▶ SET PROBLEM
Lay out as a numbered list the lines of the material from the one containing "Target: water droplet reflection" through the end, leaving out any blank lines.
* start DATA PROVIDED *
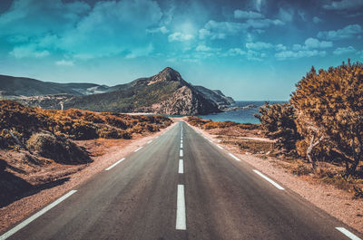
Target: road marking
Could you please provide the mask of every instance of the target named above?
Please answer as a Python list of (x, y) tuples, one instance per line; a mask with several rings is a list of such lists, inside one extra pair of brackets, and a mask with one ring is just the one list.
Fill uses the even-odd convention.
[(230, 156), (232, 157), (233, 158), (235, 158), (238, 161), (240, 161), (240, 159), (239, 158), (237, 158), (236, 156), (234, 156), (233, 154), (230, 153)]
[(184, 185), (178, 185), (178, 197), (176, 202), (176, 225), (177, 230), (186, 230)]
[(58, 198), (57, 200), (53, 202), (52, 204), (48, 205), (47, 206), (45, 206), (44, 208), (43, 208), (42, 210), (40, 210), (39, 212), (37, 212), (34, 216), (30, 216), (29, 218), (27, 218), (24, 222), (20, 223), (19, 225), (17, 225), (14, 228), (10, 229), (9, 231), (5, 233), (4, 235), (0, 235), (0, 240), (4, 240), (4, 239), (8, 238), (9, 236), (11, 236), (12, 235), (16, 233), (17, 231), (19, 231), (20, 229), (22, 229), (23, 227), (25, 227), (25, 226), (27, 226), (28, 224), (30, 224), (31, 222), (33, 222), (34, 220), (38, 218), (39, 216), (41, 216), (42, 215), (44, 215), (44, 213), (46, 213), (47, 211), (49, 211), (50, 209), (54, 207), (56, 205), (60, 204), (61, 202), (63, 202), (64, 200), (65, 200), (66, 198), (71, 197), (71, 195), (73, 195), (76, 191), (77, 190), (72, 190), (69, 193), (64, 195), (63, 197), (61, 197), (60, 198)]
[(349, 237), (352, 240), (361, 240), (359, 237), (358, 237), (357, 235), (353, 235), (352, 233), (350, 233), (348, 230), (347, 230), (344, 227), (336, 227), (336, 229), (338, 231), (339, 231), (340, 233), (342, 233), (343, 235), (347, 235), (348, 237)]
[(141, 149), (142, 149), (143, 147), (140, 147), (139, 149), (137, 149), (136, 150), (134, 150), (134, 152), (137, 152), (138, 150), (140, 150)]
[(275, 186), (278, 189), (280, 190), (285, 190), (284, 187), (282, 187), (281, 186), (280, 186), (279, 184), (277, 184), (276, 182), (274, 182), (271, 178), (268, 178), (267, 176), (263, 175), (262, 173), (260, 173), (259, 170), (254, 169), (253, 170), (255, 173), (257, 173), (258, 175), (260, 175), (262, 178), (264, 178), (265, 180), (267, 180), (268, 182), (270, 182), (270, 184), (272, 184), (273, 186)]
[(182, 159), (179, 159), (179, 171), (178, 173), (184, 173), (184, 164), (182, 163)]
[(106, 170), (106, 171), (110, 170), (111, 168), (113, 168), (114, 166), (116, 166), (116, 165), (119, 164), (120, 162), (123, 161), (124, 159), (125, 159), (125, 158), (122, 158), (122, 159), (116, 161), (115, 163), (113, 163), (113, 165), (111, 165), (110, 167), (108, 167), (105, 170)]

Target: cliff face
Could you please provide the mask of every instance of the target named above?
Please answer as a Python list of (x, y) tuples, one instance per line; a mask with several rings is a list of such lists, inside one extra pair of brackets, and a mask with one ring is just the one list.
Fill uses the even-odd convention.
[(219, 112), (212, 100), (186, 82), (172, 68), (150, 78), (137, 79), (119, 90), (74, 98), (65, 108), (96, 111), (154, 112), (167, 115), (196, 115)]
[(229, 106), (234, 103), (234, 100), (231, 97), (226, 97), (220, 90), (210, 90), (203, 86), (194, 86), (200, 92), (204, 94), (208, 99), (217, 103), (220, 108)]
[[(16, 83), (16, 87), (15, 84), (6, 86), (5, 88), (6, 92), (9, 93), (11, 90), (16, 89), (19, 91), (16, 93), (24, 93), (26, 90), (23, 90), (22, 86), (30, 83), (34, 85), (35, 82), (37, 88), (44, 90), (39, 94), (43, 96), (38, 96), (37, 91), (31, 91), (26, 94), (28, 97), (19, 94), (14, 96), (15, 100), (25, 105), (44, 109), (61, 109), (63, 105), (64, 110), (75, 108), (94, 111), (197, 115), (219, 112), (221, 109), (230, 105), (228, 98), (223, 93), (201, 86), (193, 86), (170, 67), (154, 76), (140, 78), (113, 87), (90, 83), (61, 84), (34, 80), (27, 82), (23, 79), (14, 82)], [(56, 91), (54, 86), (57, 87)], [(99, 93), (100, 91), (104, 92)], [(59, 94), (60, 92), (68, 94)]]

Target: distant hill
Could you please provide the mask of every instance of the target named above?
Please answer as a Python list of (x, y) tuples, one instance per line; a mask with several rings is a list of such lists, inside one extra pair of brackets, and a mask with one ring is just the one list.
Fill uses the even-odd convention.
[(196, 115), (219, 112), (234, 102), (221, 91), (193, 86), (172, 68), (116, 86), (55, 83), (0, 75), (0, 93), (25, 105), (44, 109)]
[(203, 86), (194, 86), (199, 91), (216, 102), (220, 107), (235, 103), (231, 97), (226, 97), (220, 90), (210, 90)]
[(117, 91), (74, 98), (65, 108), (96, 111), (154, 112), (194, 115), (221, 111), (219, 105), (185, 82), (172, 68), (149, 78), (140, 78)]
[(31, 78), (0, 75), (0, 93), (3, 96), (42, 96), (69, 94), (82, 96), (106, 92), (113, 89), (94, 83), (56, 83)]

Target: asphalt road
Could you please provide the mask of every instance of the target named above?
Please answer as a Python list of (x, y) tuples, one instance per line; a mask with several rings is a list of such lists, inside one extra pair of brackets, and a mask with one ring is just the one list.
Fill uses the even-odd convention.
[(135, 150), (0, 239), (362, 237), (184, 122)]

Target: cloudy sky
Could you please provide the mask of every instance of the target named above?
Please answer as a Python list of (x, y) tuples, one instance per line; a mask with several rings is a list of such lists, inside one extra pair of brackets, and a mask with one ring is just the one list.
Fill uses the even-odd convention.
[(287, 100), (363, 62), (363, 0), (1, 0), (0, 74), (115, 85), (166, 66), (236, 100)]

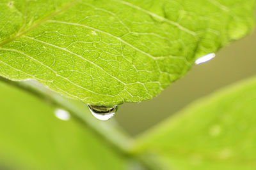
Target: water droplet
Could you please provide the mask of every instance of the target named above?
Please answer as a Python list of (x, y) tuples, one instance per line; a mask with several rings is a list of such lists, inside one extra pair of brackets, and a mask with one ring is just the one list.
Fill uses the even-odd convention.
[(57, 109), (55, 111), (55, 116), (62, 120), (68, 120), (70, 118), (69, 113), (64, 110)]
[(88, 106), (93, 117), (100, 120), (108, 120), (114, 116), (118, 107), (117, 105), (108, 107), (92, 104), (88, 104)]
[(203, 57), (200, 57), (199, 59), (197, 59), (195, 61), (195, 64), (198, 65), (202, 63), (204, 63), (205, 62), (209, 61), (211, 59), (212, 59), (213, 58), (215, 57), (215, 53), (208, 53)]

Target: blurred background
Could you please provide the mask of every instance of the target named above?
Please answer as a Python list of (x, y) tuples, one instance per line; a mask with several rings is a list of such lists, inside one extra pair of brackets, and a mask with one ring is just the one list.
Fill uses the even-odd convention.
[(149, 101), (121, 105), (115, 118), (136, 136), (174, 114), (196, 99), (256, 74), (256, 32), (221, 49), (212, 60), (194, 66)]

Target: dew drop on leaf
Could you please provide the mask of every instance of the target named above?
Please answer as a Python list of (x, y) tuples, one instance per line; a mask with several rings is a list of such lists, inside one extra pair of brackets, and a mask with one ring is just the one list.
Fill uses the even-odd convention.
[(205, 62), (209, 61), (213, 58), (215, 57), (215, 53), (208, 53), (205, 55), (204, 55), (203, 57), (200, 57), (199, 59), (197, 59), (195, 61), (195, 64), (198, 65), (202, 63), (204, 63)]
[(68, 120), (70, 118), (69, 113), (64, 110), (57, 109), (54, 113), (58, 118), (62, 120)]
[(114, 116), (116, 112), (118, 106), (95, 106), (88, 104), (90, 111), (96, 118), (100, 120), (108, 120)]

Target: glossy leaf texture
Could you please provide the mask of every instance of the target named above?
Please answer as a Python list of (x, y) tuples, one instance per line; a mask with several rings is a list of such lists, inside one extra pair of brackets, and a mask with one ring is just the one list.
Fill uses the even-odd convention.
[(3, 83), (0, 94), (1, 169), (129, 169), (124, 155), (72, 115), (60, 120), (60, 108)]
[(139, 138), (166, 169), (255, 169), (256, 78), (191, 103)]
[(3, 0), (0, 75), (96, 105), (156, 96), (252, 28), (255, 0)]

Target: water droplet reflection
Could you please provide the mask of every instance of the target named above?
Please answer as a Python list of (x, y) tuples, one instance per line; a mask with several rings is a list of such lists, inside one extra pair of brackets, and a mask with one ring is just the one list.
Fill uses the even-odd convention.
* end DATA PROVIDED *
▶ CORRECT ANSWER
1. Target: water droplet reflection
2. Could you please provide the mask of every instance of the target named above?
3. Please answer as a Python list of (x, y) tuples, one instance per line; a mask with several rings is a list of such lists, inside one extra pair of brackets, and a mask with one ring is just the one list.
4. Fill uses the even-odd convention.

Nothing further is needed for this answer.